### PROBLEM A
Quote the passage of the Majestic 125 thread starting with "## gaspode (May" and going on through "at Xmas though.".

-- DOCUMENT EXTRACT start --

# Majestic 125, 2015 model.



## Clankie (Feb 2, 2016)

Hi, I have a 125, took delivery 7 December 15, spent 5 days away over Xmas to check out the MH before going to Spain for 2 months. The main defects we found at Xmas were rectified by our dealer but now we have been away for 2 weeks a number of other items have come to our notice. We can get along ok but it's sad that a new piece of kit is not without problems. Buy British each! Our previous MH was an Autosleeper and we were very happy with the company and the MH. We did 26k miles in just over two years. 
Are there any other Majestic owners out there with snags?


----------



## gaspode (May 9, 2005)

We'd be interested to hear what sort of defects you're experiencing Clankie?


----------



## Clankie (Feb 2, 2016)

Hi gaspode,
Defective thermocouple on Thetford Duplex oven. Grill and Hob worked ok but even though the thermocouple was glowing it would not keep the gas valve open. The oven was removed new TC fitted it is great now! It was a pain at Xmas though.
Fresh water tank gauge way out of calibration. The voltmeter pointer was off scale when tank was half full. The technician turned the screw on the PCB behind the meter 9 turns. I have calibrated again since we have been settled in Spain. At least I can fill the tank till it overflows.
Also the hose from the bulkhead fitting on the side of the van was leaking when you over filled the tank. That was corrected as well.
The tap in the kitchen needed to be turned ACW about 15 degrees as it fouled the glass cover. You couldn't fill the kettle with cold water. All fixed before we left. 
The folding blind on the windscreen centre support bracket was not secured in the centre of the support bar, re secured in centre. Again before we left.
Now since we settled in Spain, the Whale drain valve is dripping, this causes the pump to start briefly during non use, the pressure drops! Dealer has ordered a replacement. The shower tray is not sealed properly to the walls of the bathroom. I was sitting in the sun while my wife was showering I heard water dripping, climbed under shower area to see the source, very hard to see. Tested the waste with a bottle of water, the hose connections to drain tank are ok, therefore it must be the tray. I have resealed the edges with clear silicon as I don't want the water to damage the walls and floor area. Will be tested same today, watch this space.
The windscreen blind material is so light it can't support its own weight. Although they provide privacy the folds are kinking near the centre join. I've offer to pay for a better blind system but dealer reports they are special cutout fit for Elddis. They will replace with new when we get home. The side window blinds are great but they hang vertically. We are delighted with the van but these defects are a pain in the bum. Does this only happen to UK built vans. We had an Autosleeper before and it was very good. However we bought it used. I have a story about the dining table but that is for another day!! I fixed that myself.
Kind regards, Clankie.


----------



## Clankie (Feb 2, 2016)

Update to shower tray leak. It's the drain fitting area, either the weight of the person in the shower is moving the hose fitting coupling to the waste tank, or the fitting to the shower tray is leaking when the tray moves with the weight. At least it's not the tray to the walls!

-- DOCUMENT EXTRACT end --

### PROBLEM B
Gather every line of the entries that contains the string "girl".

-- MATERIAL PROVIDED start --

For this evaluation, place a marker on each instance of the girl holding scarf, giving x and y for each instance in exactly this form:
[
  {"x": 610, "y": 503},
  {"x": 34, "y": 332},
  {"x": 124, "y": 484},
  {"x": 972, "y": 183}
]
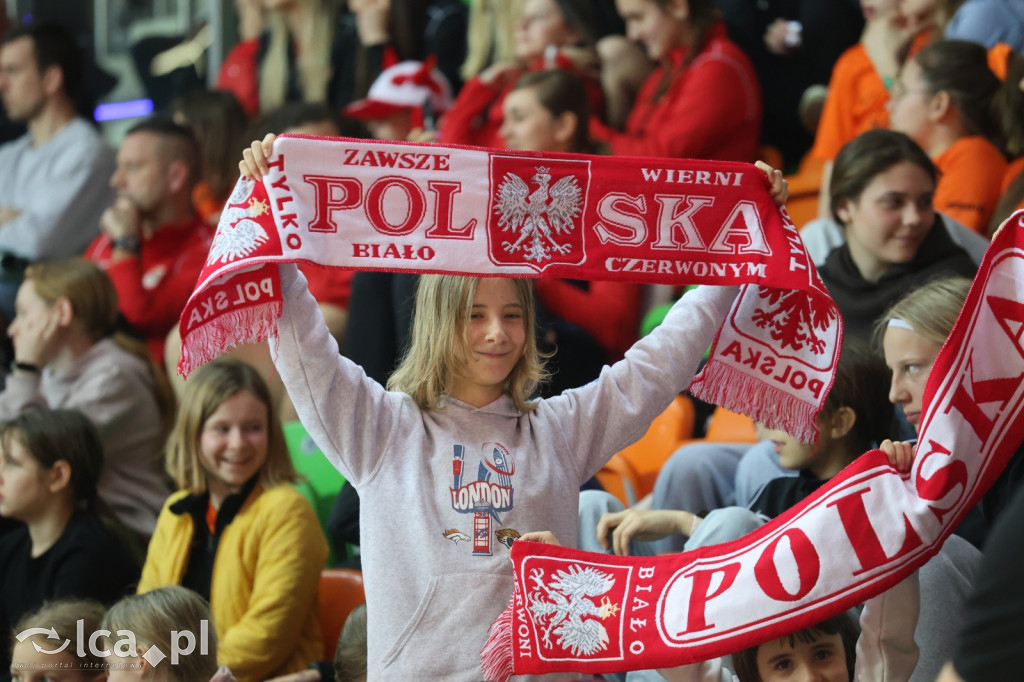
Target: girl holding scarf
[{"x": 456, "y": 461}]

-- MATERIAL PROVIDED end --

### TASK ANSWER A
## gaspode (May 9, 2005)

We'd be interested to hear what sort of defects you're experiencing Clankie?


----------



## Clankie (Feb 2, 2016)

Hi gaspode,
Defective thermocouple on Thetford Duplex oven. Grill and Hob worked ok but even though the thermocouple was glowing it would not keep the gas valve open. The oven was removed new TC fitted it is great now! It was a pain at Xmas though.

### TASK ANSWER B
For this evaluation, place a marker on each instance of the girl holding scarf, giving x and y for each instance in exactly this form:
Target: girl holding scarf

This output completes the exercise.